▶ _WRITTEN INSTRUCTION_
According to the darcs walkthrough, why does darcs ask for the user's email address?

What is your email address?
Salvatore Iovene <salvatore@invalid.com>
addfile ./HelloWorld.cc
Shall I record this change?(1/?)[ynWsfqadjkc], or ? for help: y
hunk ./HelloWorld.cc 1
+#include <iostream>
+
+using namespace std;
+
+int main(void) {
+	cout << "Hello World!" << endl;
+	return 0;
+}
+
Shall I record this change?(2/?)[ynWsfqadjkc], or ? for help: y
What is the patch name? First record.
Do you want to add a long comment? [yn] n
Finished recording patch 'First record.'

Some points worth inspec­tion here:

  • Why did darcs what to know my email address? That’s because every­thing you com­mit (they are named patches) will be known as com­ing from you. If you’re work­ing with sev­eral peo­ple, darcs has to know who is com­mit­ting what. Fur­ther­more, peo­ple down­load­ing your repos­i­tory can, e.g. make some changes and improve­ments, and then issue a darcs send which will send you the patch via email, and you can eval­u­ate it and decide if apply it.
  • What is a hunk?hunkis a piece of a patch, i.e. a cer­tain mod­i­fi­ca­tion in some source file. If you have a large file, foo.c, and mod­ify a cer­tain func­tion bar() at the begin­ning of the file, and then a cer­tain other func­tion tar() at the end of the file, this will result in two hunks. What’s the advan­tage of all this? Since darcs is so inter­ac­tive, you may decide to either apply both hunks in the same pathc, so answer ‘y’ to both, or real­ize that they log­i­cally belong to two dif­fer­ent patches, so you will say ‘y’ to one of them, and ‘n’ to the other. Then, after fin­ish­ing record­ing the first patch, you issue a darcs record again, and record the other hunk in a sep­a­rate patch, with a sep­a­rate name, that forms a log­i­cal unit per se.

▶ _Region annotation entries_
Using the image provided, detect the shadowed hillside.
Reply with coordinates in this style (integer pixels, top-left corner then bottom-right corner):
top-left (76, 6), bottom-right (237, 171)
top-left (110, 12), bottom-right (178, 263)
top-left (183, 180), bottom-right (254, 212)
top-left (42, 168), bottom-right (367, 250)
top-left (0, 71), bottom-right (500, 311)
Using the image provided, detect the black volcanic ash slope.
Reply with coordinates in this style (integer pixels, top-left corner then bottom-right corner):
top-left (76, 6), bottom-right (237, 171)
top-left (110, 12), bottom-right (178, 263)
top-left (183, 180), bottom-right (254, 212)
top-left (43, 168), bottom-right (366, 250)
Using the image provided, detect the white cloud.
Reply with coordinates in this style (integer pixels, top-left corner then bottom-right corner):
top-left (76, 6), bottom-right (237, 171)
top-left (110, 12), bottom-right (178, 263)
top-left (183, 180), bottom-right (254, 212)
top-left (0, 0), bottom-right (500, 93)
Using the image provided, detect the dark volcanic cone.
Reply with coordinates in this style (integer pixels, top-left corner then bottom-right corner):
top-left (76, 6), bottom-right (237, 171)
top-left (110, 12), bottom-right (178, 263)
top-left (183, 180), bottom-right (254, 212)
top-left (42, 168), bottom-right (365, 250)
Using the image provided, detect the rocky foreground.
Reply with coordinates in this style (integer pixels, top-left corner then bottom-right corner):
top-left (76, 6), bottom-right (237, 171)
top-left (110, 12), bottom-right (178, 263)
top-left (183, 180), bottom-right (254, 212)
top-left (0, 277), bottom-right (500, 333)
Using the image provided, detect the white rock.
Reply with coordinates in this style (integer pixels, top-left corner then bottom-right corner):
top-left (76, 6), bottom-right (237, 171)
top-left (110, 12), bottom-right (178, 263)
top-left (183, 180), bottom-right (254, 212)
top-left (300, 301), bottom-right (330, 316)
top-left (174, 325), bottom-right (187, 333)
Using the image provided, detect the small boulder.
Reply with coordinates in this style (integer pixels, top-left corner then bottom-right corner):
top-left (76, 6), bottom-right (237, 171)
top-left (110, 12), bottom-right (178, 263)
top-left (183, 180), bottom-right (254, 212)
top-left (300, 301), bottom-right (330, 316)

▶ _SOLUTION TO THIS PROBLEM_
Darcs asks for an email address because every patch you record is identified as coming from you, and when several people work on a repository, darcs has to know who committed what. People who download your repository can also make changes and send them to you by email with darcs send, so you can evaluate each patch and decide whether to apply it.